#### What you are asked to do:
Copy the entries below exactly as they stand, from the line with "locate man's fingers." to the line with "[217,94,300,179]", both included. Copy nothing else.

# # # #

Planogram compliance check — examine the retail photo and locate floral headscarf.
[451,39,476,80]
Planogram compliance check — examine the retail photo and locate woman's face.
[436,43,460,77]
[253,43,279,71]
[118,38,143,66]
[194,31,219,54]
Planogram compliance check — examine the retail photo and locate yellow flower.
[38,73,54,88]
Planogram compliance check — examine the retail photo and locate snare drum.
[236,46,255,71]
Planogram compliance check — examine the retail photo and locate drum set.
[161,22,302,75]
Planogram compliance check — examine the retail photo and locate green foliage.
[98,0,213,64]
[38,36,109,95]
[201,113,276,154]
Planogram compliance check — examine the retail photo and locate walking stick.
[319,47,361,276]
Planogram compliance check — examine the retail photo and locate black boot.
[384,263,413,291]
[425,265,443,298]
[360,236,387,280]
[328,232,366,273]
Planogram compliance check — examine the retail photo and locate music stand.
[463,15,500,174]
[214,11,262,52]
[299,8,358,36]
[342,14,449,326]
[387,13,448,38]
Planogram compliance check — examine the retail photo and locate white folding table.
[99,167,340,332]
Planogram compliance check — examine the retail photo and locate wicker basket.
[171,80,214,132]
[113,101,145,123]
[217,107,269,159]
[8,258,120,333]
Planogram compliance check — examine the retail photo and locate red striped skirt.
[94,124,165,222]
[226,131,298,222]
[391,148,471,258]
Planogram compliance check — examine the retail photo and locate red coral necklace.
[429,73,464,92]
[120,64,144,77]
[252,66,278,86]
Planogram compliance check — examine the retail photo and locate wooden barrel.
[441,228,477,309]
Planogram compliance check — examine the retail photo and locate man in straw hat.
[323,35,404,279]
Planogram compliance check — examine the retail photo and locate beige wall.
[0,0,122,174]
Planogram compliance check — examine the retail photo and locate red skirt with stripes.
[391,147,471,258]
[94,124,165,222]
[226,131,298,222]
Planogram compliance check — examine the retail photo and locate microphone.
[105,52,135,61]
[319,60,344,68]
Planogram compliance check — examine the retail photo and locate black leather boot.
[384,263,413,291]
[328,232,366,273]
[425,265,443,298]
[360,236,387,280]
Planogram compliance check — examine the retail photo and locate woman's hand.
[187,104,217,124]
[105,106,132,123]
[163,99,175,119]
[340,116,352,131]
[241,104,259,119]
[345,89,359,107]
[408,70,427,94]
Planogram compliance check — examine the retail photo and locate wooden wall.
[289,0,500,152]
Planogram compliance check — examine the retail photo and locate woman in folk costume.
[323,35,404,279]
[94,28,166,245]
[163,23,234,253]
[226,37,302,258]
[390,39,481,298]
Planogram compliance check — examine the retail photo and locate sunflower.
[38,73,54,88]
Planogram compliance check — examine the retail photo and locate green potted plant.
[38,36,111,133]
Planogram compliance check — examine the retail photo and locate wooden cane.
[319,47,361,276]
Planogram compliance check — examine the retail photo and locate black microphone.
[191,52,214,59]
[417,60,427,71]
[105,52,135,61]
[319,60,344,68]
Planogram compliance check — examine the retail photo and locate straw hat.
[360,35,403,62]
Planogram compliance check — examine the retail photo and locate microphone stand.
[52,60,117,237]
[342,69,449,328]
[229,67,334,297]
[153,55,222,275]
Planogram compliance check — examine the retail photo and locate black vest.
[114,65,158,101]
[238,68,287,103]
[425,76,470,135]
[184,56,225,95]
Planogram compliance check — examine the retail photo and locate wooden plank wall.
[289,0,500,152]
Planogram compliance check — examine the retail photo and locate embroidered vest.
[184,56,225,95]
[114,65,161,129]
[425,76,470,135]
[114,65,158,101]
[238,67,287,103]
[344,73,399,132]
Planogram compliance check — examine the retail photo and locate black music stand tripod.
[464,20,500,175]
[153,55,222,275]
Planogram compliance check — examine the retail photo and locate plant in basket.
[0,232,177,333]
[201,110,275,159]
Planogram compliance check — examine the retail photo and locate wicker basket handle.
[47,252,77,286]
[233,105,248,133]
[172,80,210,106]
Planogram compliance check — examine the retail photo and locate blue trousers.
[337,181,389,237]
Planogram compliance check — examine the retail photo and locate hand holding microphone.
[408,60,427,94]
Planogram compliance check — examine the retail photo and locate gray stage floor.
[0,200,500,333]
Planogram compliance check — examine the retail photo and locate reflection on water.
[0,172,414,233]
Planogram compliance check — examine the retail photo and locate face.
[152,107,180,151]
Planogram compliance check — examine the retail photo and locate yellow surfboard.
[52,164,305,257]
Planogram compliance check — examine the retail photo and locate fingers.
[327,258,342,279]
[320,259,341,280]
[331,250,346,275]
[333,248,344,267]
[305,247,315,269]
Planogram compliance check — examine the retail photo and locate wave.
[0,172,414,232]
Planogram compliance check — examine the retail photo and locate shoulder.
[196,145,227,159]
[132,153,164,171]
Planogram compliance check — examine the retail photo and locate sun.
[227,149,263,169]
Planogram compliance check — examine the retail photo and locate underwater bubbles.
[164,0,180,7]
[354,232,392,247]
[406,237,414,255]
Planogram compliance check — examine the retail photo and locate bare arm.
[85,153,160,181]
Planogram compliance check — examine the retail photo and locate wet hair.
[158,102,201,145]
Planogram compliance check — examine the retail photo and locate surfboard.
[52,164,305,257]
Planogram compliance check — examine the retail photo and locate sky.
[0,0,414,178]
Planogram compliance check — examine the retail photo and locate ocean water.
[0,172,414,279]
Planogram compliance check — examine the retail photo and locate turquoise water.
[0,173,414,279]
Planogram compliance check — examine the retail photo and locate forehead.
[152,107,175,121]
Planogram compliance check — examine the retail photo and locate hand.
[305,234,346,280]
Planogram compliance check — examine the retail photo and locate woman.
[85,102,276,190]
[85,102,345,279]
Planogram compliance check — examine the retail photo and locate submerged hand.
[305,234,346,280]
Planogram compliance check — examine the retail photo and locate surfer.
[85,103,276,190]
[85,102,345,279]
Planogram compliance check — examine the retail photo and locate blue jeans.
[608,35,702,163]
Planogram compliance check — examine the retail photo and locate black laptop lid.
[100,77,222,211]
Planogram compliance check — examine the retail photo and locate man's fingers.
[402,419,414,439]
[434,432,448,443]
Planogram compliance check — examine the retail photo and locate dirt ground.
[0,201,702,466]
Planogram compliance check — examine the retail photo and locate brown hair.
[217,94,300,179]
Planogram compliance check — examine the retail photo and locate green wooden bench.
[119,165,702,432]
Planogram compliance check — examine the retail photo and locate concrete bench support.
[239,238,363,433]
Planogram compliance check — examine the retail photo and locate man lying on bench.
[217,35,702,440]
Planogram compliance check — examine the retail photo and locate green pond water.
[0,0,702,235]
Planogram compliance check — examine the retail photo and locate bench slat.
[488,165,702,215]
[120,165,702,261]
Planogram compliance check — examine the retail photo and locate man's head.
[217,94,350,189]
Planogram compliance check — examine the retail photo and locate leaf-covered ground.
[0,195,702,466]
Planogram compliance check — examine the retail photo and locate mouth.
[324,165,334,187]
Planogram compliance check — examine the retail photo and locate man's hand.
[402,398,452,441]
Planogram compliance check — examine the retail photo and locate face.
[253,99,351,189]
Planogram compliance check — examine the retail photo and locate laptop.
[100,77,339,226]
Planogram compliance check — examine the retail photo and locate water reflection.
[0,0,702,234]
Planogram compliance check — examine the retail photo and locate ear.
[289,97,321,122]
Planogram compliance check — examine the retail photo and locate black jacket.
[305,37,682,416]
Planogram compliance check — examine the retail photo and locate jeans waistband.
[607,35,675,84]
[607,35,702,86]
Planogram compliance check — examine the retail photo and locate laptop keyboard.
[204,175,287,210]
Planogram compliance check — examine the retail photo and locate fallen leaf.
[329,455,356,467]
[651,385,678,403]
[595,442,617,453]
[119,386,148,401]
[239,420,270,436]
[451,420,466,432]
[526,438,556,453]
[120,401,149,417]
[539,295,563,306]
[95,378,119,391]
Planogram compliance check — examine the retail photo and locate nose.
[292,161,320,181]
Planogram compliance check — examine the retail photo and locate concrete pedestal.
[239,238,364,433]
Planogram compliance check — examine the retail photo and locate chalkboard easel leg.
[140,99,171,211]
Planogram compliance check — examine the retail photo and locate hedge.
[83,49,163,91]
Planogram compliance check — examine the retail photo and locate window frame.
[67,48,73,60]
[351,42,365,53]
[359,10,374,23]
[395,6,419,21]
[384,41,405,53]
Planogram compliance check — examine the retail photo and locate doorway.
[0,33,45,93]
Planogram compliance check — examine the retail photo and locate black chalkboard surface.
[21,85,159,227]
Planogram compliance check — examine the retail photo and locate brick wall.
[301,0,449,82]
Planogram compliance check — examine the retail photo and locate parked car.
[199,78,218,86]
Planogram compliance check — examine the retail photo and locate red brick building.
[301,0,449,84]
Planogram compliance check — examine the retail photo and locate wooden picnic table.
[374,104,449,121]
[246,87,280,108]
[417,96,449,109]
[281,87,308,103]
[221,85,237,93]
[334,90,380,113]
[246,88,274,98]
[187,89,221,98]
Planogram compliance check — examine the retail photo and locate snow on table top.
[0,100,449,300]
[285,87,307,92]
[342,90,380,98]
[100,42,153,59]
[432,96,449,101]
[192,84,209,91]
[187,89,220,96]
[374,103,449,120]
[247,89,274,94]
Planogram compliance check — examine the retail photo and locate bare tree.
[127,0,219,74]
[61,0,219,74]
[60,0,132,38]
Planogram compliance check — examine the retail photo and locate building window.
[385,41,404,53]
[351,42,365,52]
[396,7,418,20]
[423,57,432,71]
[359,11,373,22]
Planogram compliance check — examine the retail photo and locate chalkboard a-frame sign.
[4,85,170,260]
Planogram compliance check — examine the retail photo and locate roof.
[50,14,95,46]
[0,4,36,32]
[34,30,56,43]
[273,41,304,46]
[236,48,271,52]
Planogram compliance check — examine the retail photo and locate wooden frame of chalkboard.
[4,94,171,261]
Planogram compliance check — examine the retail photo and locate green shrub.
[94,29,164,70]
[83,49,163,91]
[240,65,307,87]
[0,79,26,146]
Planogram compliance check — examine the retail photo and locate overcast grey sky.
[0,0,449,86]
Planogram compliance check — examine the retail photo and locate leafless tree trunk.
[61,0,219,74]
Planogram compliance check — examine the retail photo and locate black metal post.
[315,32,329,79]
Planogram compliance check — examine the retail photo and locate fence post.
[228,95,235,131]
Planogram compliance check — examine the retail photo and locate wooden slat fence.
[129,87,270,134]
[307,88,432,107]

# # # #

#### Correct result:
Planogram compliance check — examine the retail photo and locate man's fingers.
[402,419,414,439]
[434,432,448,443]
Planogram compliance check — examine the retail photo and locate dirt ground.
[0,201,702,466]
Planogram compliance check — examine the retail photo and locate brown hair.
[217,94,300,179]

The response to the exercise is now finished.